# [TO DO]
Reproduce the data below, substituting "(x, y) coordinate pairs" for every occurrence of "(x, y) tuples" and leaving all else unchanged.

Data excerpted from a collection:
————————

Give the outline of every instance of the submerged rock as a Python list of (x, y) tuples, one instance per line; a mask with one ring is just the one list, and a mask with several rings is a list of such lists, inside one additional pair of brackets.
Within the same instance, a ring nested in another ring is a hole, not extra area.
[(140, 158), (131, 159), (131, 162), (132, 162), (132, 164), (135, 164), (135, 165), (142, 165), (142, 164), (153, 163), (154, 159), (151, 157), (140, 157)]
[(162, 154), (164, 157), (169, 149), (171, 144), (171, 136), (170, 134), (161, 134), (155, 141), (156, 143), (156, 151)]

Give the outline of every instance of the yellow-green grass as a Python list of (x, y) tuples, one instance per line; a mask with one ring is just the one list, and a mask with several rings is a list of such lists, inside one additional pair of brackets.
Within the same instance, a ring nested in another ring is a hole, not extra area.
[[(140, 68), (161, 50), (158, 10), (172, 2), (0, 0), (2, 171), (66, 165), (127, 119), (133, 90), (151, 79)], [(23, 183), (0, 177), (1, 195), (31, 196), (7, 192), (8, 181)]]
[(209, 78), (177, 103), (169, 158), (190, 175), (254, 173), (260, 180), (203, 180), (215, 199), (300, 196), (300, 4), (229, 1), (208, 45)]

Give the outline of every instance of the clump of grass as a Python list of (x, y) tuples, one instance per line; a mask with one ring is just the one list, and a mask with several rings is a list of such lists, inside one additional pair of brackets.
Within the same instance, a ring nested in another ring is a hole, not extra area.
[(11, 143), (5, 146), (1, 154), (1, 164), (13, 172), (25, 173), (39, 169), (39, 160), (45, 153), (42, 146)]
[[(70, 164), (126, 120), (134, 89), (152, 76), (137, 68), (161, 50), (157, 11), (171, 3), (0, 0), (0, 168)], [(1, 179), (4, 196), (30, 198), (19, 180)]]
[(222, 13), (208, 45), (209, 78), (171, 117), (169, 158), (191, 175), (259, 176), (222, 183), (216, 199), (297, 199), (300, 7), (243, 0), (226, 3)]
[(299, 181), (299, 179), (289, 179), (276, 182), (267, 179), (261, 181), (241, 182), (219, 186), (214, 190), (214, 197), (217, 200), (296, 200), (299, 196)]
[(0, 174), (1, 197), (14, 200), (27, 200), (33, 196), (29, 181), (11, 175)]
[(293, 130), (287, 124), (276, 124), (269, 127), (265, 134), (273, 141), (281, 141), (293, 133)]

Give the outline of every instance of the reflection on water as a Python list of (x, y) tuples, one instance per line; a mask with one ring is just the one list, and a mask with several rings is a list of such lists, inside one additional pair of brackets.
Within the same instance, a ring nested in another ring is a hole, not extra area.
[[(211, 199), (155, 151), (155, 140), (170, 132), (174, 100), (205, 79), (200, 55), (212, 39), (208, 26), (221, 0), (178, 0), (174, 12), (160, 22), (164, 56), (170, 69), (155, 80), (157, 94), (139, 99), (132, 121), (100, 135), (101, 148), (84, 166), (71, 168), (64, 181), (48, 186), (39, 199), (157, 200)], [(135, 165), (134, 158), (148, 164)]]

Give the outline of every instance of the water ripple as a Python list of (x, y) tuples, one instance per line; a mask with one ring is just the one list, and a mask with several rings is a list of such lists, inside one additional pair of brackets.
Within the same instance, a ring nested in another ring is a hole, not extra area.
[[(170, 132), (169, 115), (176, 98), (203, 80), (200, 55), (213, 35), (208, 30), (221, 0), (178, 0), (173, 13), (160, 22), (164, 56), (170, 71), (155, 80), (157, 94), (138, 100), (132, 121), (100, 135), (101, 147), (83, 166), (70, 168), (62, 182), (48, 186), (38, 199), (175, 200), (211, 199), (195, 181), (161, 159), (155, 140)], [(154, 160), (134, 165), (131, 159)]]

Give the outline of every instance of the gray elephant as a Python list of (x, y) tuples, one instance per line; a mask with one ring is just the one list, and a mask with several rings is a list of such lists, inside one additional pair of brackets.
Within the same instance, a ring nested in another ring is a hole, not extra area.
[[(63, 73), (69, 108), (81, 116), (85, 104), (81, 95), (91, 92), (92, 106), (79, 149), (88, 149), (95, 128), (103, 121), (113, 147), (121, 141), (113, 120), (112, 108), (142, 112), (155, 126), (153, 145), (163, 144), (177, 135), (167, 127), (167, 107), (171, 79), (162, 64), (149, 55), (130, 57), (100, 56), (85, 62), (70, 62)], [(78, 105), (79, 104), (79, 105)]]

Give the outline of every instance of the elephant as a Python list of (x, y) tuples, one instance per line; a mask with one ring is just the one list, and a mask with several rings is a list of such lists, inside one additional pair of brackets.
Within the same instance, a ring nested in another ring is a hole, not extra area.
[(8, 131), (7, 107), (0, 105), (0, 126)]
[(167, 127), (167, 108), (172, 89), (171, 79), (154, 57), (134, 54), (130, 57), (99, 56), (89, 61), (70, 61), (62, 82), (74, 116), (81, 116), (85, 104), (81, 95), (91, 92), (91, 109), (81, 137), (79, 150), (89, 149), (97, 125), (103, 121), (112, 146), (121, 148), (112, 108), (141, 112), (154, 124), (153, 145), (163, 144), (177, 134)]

————————

# [OUTPUT OF THE TASK]
Give the outline of every instance of the submerged rock as a Python list of (x, y) coordinate pairs, one instance per line; a mask with one ring is just the one list, and a mask with several rings is a list of such lists, inside one additional pair of brackets.
Within the same instance, a ring nested in another ring is a hole, not extra area.
[(140, 158), (131, 159), (131, 162), (132, 162), (132, 164), (135, 164), (135, 165), (142, 165), (142, 164), (153, 163), (154, 159), (151, 157), (140, 157)]
[(162, 154), (164, 157), (169, 149), (171, 144), (171, 136), (170, 134), (161, 134), (155, 141), (156, 143), (156, 151)]

Give the outline of every instance of the yellow-green grass as a Python list of (x, y) coordinate pairs, one instance per line; a mask with one ring is just the one list, and a mask with several rings is a list of such lists, inside one additional pair of brackets.
Within the same instance, a ring nested in another ring is a hole, not extra area.
[[(140, 68), (161, 50), (158, 10), (172, 2), (0, 0), (2, 171), (66, 165), (127, 119), (133, 90), (151, 79)], [(23, 183), (0, 177), (1, 195), (31, 196), (7, 192), (8, 181)]]
[(209, 78), (177, 103), (169, 158), (190, 175), (254, 173), (260, 180), (203, 180), (215, 199), (300, 196), (300, 4), (229, 1), (208, 45)]

Give the outline of every instance of the clump of grass as a Python list of (x, y) coordinate pairs, one instance per line; a mask with one ring is just the one list, and a mask with several rings is a list of such lists, inside one additional pair of brackets.
Within the same instance, a ring nested in another ring is a hole, not extra area.
[(11, 143), (5, 146), (1, 154), (1, 164), (13, 172), (25, 173), (39, 169), (39, 160), (45, 153), (42, 146)]
[[(70, 164), (126, 120), (134, 89), (152, 76), (137, 68), (161, 50), (157, 11), (171, 3), (0, 0), (0, 168)], [(1, 179), (4, 196), (30, 198), (19, 180)]]
[(222, 13), (208, 45), (209, 78), (171, 117), (169, 158), (191, 175), (259, 176), (222, 183), (216, 199), (297, 199), (300, 7), (243, 0), (226, 3)]
[(299, 181), (299, 179), (289, 179), (276, 182), (267, 179), (261, 181), (241, 182), (219, 186), (214, 190), (214, 197), (217, 200), (296, 200), (299, 196)]
[(0, 174), (1, 197), (14, 200), (27, 200), (33, 196), (29, 181), (11, 175)]
[(293, 130), (287, 124), (276, 124), (269, 127), (265, 134), (273, 141), (281, 141), (293, 133)]

Give the outline of every instance of the reflection on water as a Python list of (x, y) coordinate pairs, one instance per line; a mask with one ring is just the one list, and a mask with several rings is a list of such lists, inside one additional pair of brackets.
Within the same instance, a ring nested in another ring is a hole, not extra area.
[[(211, 199), (155, 151), (155, 140), (170, 132), (174, 100), (205, 79), (200, 55), (212, 39), (208, 26), (221, 0), (178, 0), (174, 12), (160, 22), (164, 56), (170, 69), (155, 80), (157, 94), (139, 99), (132, 121), (100, 135), (101, 148), (84, 166), (71, 168), (64, 181), (48, 186), (39, 199), (157, 200)], [(135, 165), (134, 158), (148, 164)]]

Give the outline of every instance of the water ripple as a Python list of (x, y) coordinate pairs, one instance per line; a mask with one ring is just the one list, and a mask with several rings is a list of such lists, inside one additional pair of brackets.
Within the same instance, a ring nested in another ring is a hole, not extra area.
[[(170, 132), (169, 115), (176, 98), (203, 80), (200, 55), (213, 35), (208, 30), (221, 0), (178, 0), (173, 13), (160, 22), (164, 56), (170, 71), (155, 80), (157, 94), (138, 100), (132, 121), (100, 135), (101, 147), (83, 166), (70, 168), (62, 182), (48, 186), (38, 199), (175, 200), (211, 199), (195, 181), (161, 159), (155, 140)], [(154, 160), (134, 165), (131, 159)]]

Give the outline of every instance of the gray elephant as a Python list of (x, y) coordinate pairs, one instance per line; a mask with one ring is just the one list, and a mask with several rings is a list of such lists, inside one additional pair of brackets.
Within the same instance, a ring nested in another ring is a hole, not extra area.
[[(63, 73), (69, 108), (81, 116), (85, 104), (81, 95), (91, 92), (92, 106), (79, 149), (88, 149), (95, 128), (103, 121), (113, 147), (121, 141), (113, 120), (112, 108), (142, 112), (155, 126), (153, 145), (163, 144), (177, 135), (167, 127), (167, 107), (171, 79), (162, 64), (149, 55), (130, 57), (100, 56), (85, 62), (70, 62)], [(78, 105), (79, 104), (79, 105)]]

Give the outline of every instance of the elephant as a Python list of (x, y) coordinate pairs, one instance per line; a mask with one ring is just the one list, and a mask with several rings is a list of such lists, inside one additional pair of brackets.
Within the same instance, a ring nested in another ring is a hole, not extra area.
[(8, 131), (7, 107), (0, 105), (0, 126)]
[(167, 127), (167, 108), (172, 89), (171, 79), (154, 57), (134, 54), (130, 57), (99, 56), (89, 61), (70, 61), (62, 82), (74, 116), (81, 116), (85, 104), (81, 95), (91, 92), (91, 109), (81, 137), (79, 150), (89, 149), (97, 125), (103, 121), (112, 146), (121, 148), (112, 108), (141, 112), (154, 124), (153, 145), (163, 144), (177, 134)]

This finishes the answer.